_TEXT SEGMENT:_
White Hot Magazine : William Kentridge: In Praise of Shadows at the Broad Museum, Los Angeles (by Peter Frank)
There is general consensus that South African multimedialist William Kentridge is one of the leading artists of our time. “Leading” can be one of those empty adjectives that seek to qualify art with quantified bluster; but not only does Kentridge in his intellectual, social, and technical ambition “lead” with aesthetic and extra-aesthetic substance, but he literally “leads” us into and through a world view of profound wonder and equally powerful witness.
Along with other multivalent artists such as Ilya Kabakov, Lezley Saar, Anselm Kiefer, and Michael McMillen, Kentridge has many tales to tell and manifold ways of telling them – that is, of constructing and presenting narrative. Material, form, and format, spectacle and intimate engagement, vast scale and petite, static image and kinetic, handwork and machine craft, all conflate in Kentridge’s mind and studio into a cascade of surprisingly, refreshingly diverse experiences – a manifestation dating back at least three decades of the modern Gesamtkunstwerk and what purposes it can serve, artistic and otherwise, in a (post-)post-modern world. Kentridge proposes an “immersive” art avant la lettre, drawing upon sources as diverse as political agitprop, landscape painting, animation, sound poetry, broadcast news, utilitarian design, and modern European literature to construct a world-view that stresses “world” and “view” equally – indeed, puts the artist’s view at the world’s service whenever possible and gets continually energized by the world’s condition(s).
While he impresses, even overwhelms, his audiences with feverish inventiveness and multi-pronged virtuosity, it is not Kentridge’s purpose, at least principally, to overawe us. His art, famously, has always sought to keep human injustice and abjection front and center. As a committed ally of those in his country who have struggled against the apartheid regimes – and against the scars they left on the South African psyche – Kentridge cut his aesthetic eyeteeth on political activism (following his own family’s longtime convictions but turning them into artistic expression). The earliest work in this survey are gritty, powerful depictions, both symbolic and literal, of figures to reckon with in the South African milieu. Dating from the mid-1980s these woodcuts, lithographs, and other print forms respond to the neo-expressionism of the era with a pointed social awareness that figure painters in Germany and Italy and England could barely muster. Jörg Immendorf and Sue Coe chose their issues; Kentridge was born to his.
The narrative at the core of Kentridge’s oeuvre centers on a lone (and lonely) individual whom the artist calls Soho Eckstein and clearly intends as a doppelgänger – albeit one whose sociopolitical role in the South African context is a good deal more conflicted than Kentridge’s own. Rather, this middle-aged nominally Jewish businessman has interests in some of the country’s mines, and thus is directly implicated in the system that exploits the indigenous peoples. Eckstein is beset with guilt and growing confusion, apparently exacerbated by a medical crisis. The exhibition does not resolve the Eckstein’s alienation, and I suspect Kentridge’s narrative arc doesn’t, either. Indeed, in the welter of formats with which the artist tells Eckstein’s story, contemporaneously with films of the miners themselves – rendered in that charcoal-erasure animation Kentridge has made his signature method – the fictional character endures, one of the “shadows” inferred in the show’s title. The miners comprise many shadows more.

_TO DO:_
Please translate this sentence from the Kentridge review into Spanish: "Jörg Immendorf and Sue Coe chose their issues; Kentridge was born to his." The items here have nothing to do with the Kentridge review.

_GIVEN RECORDS:_
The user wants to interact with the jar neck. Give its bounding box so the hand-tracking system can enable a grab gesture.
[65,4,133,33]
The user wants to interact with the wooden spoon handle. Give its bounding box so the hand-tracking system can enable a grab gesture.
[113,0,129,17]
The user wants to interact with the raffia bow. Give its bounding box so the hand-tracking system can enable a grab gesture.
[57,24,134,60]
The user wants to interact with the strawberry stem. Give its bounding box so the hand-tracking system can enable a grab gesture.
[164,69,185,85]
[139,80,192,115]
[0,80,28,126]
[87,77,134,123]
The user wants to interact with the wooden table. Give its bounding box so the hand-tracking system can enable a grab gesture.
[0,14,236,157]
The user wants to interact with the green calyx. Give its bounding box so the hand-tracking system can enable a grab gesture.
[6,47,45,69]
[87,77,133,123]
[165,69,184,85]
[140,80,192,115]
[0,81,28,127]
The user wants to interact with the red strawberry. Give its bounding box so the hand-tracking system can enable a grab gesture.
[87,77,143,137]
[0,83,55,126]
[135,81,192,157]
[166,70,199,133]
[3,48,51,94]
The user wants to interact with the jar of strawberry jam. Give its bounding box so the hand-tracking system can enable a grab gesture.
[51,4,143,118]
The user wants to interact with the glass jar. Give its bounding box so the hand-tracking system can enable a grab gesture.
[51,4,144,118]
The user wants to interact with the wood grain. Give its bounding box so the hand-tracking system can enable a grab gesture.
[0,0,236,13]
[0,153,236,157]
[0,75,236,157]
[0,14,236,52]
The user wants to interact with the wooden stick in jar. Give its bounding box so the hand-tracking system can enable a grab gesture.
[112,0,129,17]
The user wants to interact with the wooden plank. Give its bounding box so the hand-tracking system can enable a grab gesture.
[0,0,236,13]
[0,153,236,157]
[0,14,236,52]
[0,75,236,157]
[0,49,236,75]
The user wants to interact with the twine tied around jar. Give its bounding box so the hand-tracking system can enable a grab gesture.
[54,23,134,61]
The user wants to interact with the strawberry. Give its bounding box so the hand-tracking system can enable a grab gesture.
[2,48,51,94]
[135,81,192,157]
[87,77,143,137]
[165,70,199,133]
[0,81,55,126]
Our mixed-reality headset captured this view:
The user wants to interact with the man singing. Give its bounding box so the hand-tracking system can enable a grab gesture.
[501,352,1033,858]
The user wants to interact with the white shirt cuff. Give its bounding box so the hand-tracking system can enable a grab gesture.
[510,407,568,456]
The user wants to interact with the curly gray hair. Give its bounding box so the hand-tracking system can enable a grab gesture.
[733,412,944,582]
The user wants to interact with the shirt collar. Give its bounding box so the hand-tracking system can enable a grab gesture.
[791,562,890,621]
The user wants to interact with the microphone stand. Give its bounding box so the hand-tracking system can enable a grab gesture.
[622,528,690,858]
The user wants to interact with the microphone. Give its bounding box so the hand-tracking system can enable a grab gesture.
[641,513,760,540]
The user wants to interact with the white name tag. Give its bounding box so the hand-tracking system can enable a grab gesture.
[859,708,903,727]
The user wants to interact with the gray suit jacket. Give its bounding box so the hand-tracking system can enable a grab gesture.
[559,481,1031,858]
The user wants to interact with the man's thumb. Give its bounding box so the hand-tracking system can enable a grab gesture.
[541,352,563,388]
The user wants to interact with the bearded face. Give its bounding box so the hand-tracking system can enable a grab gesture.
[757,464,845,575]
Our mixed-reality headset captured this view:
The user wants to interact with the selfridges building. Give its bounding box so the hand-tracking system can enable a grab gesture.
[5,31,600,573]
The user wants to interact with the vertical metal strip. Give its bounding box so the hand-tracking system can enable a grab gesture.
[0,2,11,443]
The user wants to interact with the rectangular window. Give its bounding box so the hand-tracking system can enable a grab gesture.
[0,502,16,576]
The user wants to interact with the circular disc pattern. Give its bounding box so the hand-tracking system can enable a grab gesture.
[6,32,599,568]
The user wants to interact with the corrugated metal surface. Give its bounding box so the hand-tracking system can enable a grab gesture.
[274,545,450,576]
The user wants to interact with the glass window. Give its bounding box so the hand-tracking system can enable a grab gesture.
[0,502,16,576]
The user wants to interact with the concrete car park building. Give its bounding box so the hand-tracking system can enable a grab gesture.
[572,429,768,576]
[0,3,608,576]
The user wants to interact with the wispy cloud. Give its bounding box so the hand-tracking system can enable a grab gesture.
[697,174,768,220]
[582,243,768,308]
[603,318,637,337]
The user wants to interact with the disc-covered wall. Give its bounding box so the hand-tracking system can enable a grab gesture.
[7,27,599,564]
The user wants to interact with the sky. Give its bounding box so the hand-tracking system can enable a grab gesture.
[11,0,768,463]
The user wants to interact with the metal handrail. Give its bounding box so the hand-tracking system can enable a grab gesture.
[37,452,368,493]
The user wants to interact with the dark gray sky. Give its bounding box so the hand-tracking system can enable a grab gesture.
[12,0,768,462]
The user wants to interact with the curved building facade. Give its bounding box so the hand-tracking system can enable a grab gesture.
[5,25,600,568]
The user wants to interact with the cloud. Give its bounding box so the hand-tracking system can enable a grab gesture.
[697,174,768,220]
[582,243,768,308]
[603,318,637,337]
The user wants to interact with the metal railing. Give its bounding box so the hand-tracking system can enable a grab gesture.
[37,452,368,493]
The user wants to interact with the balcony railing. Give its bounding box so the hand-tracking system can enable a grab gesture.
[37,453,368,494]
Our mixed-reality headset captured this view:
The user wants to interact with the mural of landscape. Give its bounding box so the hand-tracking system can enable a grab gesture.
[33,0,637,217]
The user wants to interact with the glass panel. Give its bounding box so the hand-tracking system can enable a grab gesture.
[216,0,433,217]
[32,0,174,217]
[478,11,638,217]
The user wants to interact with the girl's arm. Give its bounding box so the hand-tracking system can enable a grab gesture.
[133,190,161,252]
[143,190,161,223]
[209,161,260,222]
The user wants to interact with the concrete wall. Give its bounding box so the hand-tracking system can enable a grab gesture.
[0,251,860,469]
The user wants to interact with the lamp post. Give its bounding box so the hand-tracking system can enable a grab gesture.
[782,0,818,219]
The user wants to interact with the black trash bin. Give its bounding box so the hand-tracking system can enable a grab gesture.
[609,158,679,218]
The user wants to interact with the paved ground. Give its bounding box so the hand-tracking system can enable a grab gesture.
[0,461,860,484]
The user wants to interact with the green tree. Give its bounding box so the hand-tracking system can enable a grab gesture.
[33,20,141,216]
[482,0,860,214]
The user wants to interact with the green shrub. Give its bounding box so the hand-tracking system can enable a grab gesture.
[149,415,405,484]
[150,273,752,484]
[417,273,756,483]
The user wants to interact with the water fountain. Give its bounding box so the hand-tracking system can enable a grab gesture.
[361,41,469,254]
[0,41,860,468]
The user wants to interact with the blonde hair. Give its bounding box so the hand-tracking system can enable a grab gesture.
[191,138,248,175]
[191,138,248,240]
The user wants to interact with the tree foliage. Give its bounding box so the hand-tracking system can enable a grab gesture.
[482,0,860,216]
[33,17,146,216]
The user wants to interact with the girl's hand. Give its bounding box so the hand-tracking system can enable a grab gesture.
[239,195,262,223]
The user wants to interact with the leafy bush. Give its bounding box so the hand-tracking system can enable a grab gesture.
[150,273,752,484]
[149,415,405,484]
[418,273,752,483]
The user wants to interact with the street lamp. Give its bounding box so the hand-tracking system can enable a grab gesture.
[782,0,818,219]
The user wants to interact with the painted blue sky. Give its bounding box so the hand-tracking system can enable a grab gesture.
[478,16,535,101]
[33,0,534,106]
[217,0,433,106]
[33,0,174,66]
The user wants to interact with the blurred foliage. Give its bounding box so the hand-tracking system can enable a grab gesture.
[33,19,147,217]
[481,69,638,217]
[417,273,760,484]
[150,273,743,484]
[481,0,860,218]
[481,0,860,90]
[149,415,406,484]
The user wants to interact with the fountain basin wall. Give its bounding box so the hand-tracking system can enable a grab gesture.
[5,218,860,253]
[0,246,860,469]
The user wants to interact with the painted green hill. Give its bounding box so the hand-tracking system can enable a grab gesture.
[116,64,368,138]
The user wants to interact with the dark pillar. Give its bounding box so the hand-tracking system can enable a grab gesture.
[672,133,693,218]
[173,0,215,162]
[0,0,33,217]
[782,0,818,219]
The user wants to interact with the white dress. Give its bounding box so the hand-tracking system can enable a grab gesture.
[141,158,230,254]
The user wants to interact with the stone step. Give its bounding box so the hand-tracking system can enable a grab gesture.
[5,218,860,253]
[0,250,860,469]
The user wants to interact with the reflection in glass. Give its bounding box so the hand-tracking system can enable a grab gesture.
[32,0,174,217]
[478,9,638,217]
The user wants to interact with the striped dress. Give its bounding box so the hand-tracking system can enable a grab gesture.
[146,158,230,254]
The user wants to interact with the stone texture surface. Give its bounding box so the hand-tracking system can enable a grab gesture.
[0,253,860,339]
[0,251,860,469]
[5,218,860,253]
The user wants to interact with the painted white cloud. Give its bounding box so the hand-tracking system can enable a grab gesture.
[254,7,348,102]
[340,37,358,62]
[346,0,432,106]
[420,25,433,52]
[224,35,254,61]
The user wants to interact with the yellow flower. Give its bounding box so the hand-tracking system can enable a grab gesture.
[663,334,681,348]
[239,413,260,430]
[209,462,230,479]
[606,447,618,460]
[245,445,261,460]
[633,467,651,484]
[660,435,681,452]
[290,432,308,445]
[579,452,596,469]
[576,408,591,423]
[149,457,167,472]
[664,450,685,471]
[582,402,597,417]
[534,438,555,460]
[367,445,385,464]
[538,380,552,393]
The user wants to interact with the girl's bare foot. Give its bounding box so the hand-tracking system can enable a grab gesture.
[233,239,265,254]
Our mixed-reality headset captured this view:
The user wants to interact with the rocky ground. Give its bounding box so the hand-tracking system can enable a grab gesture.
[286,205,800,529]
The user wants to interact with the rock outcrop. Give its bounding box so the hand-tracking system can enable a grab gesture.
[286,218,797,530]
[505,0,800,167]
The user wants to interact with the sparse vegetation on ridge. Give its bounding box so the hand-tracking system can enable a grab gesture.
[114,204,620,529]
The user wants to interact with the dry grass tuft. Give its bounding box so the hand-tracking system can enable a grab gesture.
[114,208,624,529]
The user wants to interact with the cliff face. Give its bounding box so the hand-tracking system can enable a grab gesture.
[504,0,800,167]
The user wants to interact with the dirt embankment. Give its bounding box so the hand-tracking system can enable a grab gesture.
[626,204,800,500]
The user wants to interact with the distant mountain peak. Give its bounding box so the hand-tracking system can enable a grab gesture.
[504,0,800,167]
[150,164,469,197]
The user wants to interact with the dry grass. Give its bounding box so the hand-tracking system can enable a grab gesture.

_RESPONSE TO THE TASK:_
Jörg Immendorf y Sue Coe eligieron sus temas; Kentridge nació con los suyos.